### Exercise task
Transcribe the rows from their first line through the line containing "Detection request: woman's right hand", both ends included.

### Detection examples
☆ ☆ ☆ ☆ ☆

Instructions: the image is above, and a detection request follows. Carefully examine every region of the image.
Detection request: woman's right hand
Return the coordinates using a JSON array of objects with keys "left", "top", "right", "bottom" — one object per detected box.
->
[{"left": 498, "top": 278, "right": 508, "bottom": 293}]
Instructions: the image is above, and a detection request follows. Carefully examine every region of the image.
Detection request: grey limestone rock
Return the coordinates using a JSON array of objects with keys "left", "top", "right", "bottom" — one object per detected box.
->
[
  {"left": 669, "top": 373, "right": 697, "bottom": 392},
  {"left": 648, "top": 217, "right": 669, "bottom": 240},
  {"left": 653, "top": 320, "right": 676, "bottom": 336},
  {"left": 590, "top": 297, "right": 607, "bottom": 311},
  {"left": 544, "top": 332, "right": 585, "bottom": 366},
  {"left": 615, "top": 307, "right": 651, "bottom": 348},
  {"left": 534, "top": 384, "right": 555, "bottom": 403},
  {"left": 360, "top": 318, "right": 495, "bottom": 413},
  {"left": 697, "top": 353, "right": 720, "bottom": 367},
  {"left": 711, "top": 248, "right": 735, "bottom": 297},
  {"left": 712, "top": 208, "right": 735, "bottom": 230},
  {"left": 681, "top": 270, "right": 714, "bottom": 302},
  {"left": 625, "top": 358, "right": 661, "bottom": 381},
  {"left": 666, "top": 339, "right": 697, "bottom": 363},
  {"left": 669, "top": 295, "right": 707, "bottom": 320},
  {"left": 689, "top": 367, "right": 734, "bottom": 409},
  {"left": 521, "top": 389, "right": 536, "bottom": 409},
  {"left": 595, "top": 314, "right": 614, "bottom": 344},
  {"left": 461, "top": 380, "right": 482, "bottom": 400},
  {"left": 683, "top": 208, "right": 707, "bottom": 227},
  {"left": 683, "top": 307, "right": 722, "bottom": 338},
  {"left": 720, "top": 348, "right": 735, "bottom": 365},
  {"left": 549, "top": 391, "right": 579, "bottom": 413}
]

☆ ☆ ☆ ☆ ☆

### Solution to this problem
Instructions: the image is above, and a detection request follows. Carefully examine every region of the image.
Detection request: woman's right hand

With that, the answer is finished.